| Aim |
List every line of the entries below that contains the word "mound", copying each such line in full.

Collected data
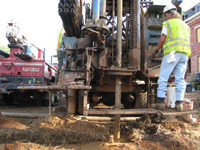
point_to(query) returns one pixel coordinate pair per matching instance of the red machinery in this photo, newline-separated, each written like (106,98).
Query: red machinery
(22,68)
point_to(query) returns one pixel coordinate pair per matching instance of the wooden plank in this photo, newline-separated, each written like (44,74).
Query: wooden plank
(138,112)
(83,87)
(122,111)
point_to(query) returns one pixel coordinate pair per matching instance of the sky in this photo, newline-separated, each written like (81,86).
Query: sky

---

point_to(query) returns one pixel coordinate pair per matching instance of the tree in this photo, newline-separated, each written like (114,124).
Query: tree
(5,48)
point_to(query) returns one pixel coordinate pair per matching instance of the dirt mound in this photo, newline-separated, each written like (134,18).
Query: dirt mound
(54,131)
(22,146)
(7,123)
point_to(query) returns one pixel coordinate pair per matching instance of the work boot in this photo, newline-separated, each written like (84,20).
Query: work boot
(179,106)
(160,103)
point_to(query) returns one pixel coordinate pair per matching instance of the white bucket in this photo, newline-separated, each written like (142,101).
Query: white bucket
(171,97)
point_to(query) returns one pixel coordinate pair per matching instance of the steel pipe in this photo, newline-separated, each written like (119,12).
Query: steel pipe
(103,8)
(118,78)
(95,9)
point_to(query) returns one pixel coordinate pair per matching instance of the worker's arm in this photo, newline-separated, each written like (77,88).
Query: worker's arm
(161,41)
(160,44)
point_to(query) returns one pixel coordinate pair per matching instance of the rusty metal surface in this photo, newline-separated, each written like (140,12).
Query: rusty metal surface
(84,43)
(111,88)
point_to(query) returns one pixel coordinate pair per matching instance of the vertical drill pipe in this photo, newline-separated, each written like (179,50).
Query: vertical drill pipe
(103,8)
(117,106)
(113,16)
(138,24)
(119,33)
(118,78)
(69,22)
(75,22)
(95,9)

| Task answer |
point_to(query) returns one pixel coordinate pair per matching instance of the dirt mound in this photo, newline-separated, each written like (134,18).
Query: dirt mound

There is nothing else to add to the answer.